[Records provided]

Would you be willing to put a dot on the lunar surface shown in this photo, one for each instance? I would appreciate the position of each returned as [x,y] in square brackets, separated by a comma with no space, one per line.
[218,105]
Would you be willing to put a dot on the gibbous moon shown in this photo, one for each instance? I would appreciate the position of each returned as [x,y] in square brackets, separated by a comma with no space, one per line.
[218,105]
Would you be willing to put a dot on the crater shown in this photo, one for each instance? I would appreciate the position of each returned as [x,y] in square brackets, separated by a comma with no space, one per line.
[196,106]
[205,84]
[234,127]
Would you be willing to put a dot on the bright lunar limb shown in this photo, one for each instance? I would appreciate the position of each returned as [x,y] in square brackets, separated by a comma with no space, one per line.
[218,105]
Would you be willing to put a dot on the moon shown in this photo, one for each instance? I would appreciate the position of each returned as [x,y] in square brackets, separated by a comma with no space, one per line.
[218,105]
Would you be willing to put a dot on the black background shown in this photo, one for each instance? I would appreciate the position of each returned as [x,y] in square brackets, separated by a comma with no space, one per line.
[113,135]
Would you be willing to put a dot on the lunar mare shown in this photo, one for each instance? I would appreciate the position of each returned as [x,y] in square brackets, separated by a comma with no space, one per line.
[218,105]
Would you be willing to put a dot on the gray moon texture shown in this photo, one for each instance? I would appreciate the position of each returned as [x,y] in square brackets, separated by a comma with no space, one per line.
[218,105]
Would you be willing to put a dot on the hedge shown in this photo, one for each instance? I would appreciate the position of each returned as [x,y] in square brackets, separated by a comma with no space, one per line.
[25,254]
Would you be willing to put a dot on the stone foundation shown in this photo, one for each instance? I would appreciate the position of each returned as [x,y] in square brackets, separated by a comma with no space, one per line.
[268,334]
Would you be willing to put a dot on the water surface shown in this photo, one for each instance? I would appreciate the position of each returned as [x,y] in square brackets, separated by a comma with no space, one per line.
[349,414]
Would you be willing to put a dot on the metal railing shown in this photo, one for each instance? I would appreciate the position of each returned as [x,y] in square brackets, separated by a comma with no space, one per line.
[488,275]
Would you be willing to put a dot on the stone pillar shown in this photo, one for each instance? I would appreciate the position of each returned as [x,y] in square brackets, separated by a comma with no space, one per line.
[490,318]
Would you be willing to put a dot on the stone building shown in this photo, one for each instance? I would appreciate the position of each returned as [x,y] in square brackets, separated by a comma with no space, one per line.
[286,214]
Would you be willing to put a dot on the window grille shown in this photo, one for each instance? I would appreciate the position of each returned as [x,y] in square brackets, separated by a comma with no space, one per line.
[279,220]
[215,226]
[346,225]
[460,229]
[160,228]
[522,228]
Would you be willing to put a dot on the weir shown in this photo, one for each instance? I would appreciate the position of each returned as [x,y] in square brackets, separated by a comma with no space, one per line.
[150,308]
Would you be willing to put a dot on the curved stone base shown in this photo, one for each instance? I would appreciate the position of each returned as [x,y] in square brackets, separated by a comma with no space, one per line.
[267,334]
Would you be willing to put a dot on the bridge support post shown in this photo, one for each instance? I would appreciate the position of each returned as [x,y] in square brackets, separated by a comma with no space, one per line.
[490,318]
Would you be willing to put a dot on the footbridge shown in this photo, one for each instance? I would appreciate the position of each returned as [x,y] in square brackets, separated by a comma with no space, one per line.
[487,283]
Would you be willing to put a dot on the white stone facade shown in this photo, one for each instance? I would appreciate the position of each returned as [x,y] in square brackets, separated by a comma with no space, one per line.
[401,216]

[/Records provided]

Work required: Write out, without alteration, the line that contains "Would you be willing to put a dot on the curved" and all subsequent lines down to the end of the data above.

Task answer:
Would you be willing to put a dot on the curved stone base shown in this photo, one for each instance? I would appreciate the position of each returned as [x,y] in square brackets, separated by a comma with no space, one per line.
[267,334]
Would you be willing to put a dot on the bridge support post shown in this photo, one for each instance? I would appreciate the position of each returned as [x,y] in square brackets, separated by a comma with no space, one per line.
[490,318]
Would you be willing to put a dot on the footbridge shown in this photo, one for each instance? I would appreciate the position of each returned as [x,y] in square brackets, separated by a comma with no space, one per line.
[487,283]
Would you be willing to put a dot on the white stone facade shown in this photo, one for each instance? I would appreciate the position of each returned as [x,y] in square brackets, separated by a comma with no space, one per line.
[401,216]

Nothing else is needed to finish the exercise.